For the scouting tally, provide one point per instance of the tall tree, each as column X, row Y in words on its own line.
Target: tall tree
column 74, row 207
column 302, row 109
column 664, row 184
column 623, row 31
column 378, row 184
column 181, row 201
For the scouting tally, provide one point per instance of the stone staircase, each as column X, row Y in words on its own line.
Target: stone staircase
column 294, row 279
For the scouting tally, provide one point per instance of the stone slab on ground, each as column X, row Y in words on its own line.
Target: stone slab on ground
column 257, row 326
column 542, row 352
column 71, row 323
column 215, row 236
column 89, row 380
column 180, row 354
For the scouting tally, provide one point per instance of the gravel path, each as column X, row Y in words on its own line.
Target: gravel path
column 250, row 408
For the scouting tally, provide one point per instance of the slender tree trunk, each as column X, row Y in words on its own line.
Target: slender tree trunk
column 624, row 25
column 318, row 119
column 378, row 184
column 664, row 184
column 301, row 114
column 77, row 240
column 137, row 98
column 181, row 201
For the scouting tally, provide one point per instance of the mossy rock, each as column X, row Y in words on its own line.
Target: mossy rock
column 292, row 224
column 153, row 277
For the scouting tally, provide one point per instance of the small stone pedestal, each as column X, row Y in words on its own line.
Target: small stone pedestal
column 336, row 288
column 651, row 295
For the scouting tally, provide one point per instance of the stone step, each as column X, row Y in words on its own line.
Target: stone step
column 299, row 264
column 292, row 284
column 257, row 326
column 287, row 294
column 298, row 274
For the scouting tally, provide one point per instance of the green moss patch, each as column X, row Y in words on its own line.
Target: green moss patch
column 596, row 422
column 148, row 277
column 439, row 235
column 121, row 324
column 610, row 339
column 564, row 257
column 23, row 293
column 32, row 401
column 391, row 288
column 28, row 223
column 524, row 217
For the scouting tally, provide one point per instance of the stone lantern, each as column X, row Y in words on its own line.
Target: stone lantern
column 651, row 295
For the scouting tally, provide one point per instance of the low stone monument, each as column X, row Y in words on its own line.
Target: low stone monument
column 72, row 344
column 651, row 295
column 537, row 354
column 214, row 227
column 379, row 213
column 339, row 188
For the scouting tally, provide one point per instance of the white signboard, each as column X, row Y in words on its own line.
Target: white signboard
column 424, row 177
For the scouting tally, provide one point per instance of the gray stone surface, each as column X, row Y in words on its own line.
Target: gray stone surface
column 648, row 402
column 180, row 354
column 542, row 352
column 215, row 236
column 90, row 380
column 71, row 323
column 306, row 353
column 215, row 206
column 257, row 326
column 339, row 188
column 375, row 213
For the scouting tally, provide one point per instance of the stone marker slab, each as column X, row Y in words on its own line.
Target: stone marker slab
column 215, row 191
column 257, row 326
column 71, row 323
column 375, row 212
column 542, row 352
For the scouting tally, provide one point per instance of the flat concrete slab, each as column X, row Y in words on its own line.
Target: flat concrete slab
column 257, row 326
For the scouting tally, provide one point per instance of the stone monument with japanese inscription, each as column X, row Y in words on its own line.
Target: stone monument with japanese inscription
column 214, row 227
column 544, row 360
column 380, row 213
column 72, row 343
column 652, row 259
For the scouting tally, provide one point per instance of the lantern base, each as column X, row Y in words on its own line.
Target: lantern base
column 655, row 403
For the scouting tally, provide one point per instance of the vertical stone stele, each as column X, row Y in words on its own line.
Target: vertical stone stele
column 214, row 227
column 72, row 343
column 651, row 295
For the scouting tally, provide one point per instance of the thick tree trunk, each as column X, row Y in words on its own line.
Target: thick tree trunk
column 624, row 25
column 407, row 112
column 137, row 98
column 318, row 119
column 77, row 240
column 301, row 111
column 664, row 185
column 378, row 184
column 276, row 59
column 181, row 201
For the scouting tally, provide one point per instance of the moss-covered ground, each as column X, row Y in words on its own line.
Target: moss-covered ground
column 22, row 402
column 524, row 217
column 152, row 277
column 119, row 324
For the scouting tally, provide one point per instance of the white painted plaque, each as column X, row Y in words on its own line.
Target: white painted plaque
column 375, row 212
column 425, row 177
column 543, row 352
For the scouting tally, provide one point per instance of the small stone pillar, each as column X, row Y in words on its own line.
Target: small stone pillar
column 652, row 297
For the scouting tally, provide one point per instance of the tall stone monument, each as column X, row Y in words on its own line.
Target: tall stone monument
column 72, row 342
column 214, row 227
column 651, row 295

## Request
From the line containing "stone pillar, each" through the final line of the listing above, retype every line exactly; leave out everything else.

## Solution to the exercise
For the scouting tally, provide one point per instance of the small stone pillar, each as column X, row Y in words on its own line.
Target: small stone pillar
column 652, row 297
For the scouting tally, provide one point per instance of the tall stone monument, each as column X, row Y in words on its own line.
Target: tall stone monument
column 72, row 342
column 214, row 227
column 651, row 295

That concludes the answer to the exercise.